#### [ASSIGNED TASK]
Starting with the first line and ending with the line that holds "Target: mossy green vegetation", repeat the material exactly.

#### [DATASET CONTENT]
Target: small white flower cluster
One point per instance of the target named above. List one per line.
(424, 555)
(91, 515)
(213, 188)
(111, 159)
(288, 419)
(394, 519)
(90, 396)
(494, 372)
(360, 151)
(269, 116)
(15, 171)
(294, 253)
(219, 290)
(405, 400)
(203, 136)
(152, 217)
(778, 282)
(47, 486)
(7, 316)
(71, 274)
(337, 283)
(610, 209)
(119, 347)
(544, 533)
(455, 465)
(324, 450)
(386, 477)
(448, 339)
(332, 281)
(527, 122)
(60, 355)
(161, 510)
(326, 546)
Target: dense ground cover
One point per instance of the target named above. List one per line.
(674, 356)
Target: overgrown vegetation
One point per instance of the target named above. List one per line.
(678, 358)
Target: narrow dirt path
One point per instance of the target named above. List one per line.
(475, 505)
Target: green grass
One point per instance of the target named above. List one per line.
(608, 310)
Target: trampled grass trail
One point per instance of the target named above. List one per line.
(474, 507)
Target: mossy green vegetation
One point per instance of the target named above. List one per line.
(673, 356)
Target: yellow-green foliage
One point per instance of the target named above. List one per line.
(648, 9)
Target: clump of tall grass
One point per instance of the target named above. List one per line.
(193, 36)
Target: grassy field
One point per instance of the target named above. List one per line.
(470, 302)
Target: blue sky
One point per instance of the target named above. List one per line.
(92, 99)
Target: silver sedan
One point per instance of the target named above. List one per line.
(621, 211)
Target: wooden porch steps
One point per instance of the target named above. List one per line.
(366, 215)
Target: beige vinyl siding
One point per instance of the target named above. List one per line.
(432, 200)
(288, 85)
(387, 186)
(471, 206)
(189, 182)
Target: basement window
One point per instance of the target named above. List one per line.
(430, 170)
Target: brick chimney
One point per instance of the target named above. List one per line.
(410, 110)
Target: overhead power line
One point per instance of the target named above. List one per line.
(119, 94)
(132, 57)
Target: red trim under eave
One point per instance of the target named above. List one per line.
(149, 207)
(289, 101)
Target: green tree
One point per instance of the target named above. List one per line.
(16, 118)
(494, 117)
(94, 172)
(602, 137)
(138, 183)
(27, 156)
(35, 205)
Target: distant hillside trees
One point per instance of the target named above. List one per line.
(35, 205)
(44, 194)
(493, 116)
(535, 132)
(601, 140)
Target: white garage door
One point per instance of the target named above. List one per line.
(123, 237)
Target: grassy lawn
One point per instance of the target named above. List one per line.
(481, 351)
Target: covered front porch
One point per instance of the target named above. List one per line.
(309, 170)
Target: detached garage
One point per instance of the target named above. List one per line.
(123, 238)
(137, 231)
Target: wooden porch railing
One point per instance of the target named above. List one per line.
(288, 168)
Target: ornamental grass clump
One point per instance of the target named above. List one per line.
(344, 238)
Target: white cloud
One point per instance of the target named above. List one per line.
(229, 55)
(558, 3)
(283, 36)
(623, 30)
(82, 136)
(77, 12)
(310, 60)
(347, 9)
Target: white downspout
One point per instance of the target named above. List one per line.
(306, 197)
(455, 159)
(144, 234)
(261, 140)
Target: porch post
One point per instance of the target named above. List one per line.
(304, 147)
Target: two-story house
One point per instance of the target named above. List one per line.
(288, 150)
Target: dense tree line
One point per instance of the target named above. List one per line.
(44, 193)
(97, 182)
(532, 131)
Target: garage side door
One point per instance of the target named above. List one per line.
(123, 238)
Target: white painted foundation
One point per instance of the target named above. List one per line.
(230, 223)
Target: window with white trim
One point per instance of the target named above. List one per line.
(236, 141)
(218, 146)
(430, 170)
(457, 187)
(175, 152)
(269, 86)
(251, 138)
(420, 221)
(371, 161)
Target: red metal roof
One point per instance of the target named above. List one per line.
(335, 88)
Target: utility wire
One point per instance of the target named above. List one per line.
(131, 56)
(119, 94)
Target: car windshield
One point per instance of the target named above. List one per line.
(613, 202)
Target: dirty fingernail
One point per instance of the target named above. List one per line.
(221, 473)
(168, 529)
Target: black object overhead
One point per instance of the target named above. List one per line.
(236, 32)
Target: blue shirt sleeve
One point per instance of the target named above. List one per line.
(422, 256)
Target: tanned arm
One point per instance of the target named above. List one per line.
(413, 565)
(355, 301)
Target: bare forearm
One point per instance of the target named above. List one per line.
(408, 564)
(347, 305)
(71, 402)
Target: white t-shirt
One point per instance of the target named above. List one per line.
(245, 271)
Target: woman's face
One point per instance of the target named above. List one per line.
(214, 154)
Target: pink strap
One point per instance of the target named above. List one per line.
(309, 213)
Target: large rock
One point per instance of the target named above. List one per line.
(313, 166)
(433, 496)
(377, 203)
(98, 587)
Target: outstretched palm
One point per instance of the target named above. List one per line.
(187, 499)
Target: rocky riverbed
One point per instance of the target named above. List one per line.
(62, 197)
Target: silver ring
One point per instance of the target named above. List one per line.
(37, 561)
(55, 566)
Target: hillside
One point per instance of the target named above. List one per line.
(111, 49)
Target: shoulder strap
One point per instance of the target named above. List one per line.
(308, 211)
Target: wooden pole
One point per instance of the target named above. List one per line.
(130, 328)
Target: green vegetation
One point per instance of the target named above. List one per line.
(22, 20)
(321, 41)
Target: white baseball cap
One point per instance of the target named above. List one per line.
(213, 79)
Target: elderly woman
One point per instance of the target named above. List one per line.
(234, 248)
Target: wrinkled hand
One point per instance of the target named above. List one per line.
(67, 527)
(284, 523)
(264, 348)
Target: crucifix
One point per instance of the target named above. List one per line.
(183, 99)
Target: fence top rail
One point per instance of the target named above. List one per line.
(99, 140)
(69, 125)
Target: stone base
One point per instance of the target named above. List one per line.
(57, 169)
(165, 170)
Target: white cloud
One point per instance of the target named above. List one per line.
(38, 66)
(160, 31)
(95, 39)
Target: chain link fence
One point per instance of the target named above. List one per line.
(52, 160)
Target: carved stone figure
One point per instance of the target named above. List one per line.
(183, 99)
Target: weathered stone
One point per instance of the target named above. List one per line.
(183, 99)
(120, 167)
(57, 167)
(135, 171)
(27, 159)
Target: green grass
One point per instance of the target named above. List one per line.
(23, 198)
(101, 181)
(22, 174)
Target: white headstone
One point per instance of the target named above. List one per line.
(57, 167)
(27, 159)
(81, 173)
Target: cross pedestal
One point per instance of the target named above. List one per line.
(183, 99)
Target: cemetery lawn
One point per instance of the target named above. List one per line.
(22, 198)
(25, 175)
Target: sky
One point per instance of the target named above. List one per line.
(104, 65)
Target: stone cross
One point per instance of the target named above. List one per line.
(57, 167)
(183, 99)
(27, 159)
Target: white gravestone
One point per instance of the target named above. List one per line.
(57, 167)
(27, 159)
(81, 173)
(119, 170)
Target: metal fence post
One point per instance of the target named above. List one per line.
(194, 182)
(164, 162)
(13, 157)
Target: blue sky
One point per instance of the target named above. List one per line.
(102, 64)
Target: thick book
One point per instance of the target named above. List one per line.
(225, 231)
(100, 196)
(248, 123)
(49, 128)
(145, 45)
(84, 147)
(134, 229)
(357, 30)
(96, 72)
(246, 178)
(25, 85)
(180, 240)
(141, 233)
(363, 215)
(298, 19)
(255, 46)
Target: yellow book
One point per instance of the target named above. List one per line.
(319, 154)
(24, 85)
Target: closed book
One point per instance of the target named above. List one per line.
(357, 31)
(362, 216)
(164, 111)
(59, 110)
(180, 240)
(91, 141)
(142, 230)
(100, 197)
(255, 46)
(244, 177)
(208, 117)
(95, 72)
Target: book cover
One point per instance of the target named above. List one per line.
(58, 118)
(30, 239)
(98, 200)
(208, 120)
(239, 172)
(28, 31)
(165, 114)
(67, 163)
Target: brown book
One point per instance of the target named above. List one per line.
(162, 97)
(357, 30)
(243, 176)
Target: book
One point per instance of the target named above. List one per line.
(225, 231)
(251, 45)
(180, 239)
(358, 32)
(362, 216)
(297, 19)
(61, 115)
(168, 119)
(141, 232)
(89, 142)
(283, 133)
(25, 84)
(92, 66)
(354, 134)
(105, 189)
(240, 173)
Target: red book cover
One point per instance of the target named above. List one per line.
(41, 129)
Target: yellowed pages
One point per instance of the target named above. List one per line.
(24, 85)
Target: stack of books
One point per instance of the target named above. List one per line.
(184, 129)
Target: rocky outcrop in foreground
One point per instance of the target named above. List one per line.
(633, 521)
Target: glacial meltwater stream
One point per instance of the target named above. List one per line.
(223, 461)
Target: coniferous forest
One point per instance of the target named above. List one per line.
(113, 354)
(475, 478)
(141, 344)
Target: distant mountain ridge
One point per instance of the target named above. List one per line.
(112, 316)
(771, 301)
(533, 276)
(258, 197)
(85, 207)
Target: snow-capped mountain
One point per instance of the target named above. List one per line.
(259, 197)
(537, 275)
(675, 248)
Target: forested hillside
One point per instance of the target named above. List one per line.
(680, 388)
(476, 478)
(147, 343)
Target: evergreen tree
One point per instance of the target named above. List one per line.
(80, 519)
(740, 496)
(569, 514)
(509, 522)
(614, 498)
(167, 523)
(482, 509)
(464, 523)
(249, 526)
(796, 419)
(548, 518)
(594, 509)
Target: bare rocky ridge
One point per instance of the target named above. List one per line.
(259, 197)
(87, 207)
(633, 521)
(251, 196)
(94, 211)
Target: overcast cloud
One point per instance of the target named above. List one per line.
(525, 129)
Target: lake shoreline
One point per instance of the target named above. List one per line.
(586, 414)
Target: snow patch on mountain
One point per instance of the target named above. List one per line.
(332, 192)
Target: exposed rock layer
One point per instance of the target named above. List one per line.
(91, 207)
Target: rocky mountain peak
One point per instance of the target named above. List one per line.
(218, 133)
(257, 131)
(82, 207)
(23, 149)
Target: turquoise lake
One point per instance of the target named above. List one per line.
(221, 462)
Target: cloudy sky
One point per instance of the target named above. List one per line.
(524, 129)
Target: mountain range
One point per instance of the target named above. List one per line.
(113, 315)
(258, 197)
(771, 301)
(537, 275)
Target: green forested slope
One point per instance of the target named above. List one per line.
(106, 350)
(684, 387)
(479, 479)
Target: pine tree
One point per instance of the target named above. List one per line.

#### [REPLY]
Target: small white flower cluster
One point per instance of the target named above. List one per line.
(424, 555)
(91, 515)
(213, 188)
(111, 159)
(288, 419)
(394, 519)
(90, 396)
(494, 372)
(360, 151)
(269, 116)
(15, 171)
(294, 253)
(219, 290)
(405, 400)
(203, 136)
(152, 217)
(778, 282)
(47, 486)
(7, 316)
(71, 274)
(337, 283)
(610, 209)
(119, 347)
(544, 533)
(455, 465)
(324, 450)
(386, 477)
(448, 339)
(332, 281)
(527, 122)
(60, 355)
(161, 510)
(326, 546)
Target: dense ground cover
One point per instance of the target named above. List one per line.
(674, 356)
Target: overgrown vegetation
One point per instance of the target named above. List one per line.
(678, 358)
Target: narrow dirt path
One point per instance of the target named above. List one per line.
(475, 505)
Target: green grass
One point per instance of the target named above. List one per line.
(608, 310)
Target: trampled grass trail
One point per instance of the target named above. List one per line.
(474, 507)
Target: mossy green vegetation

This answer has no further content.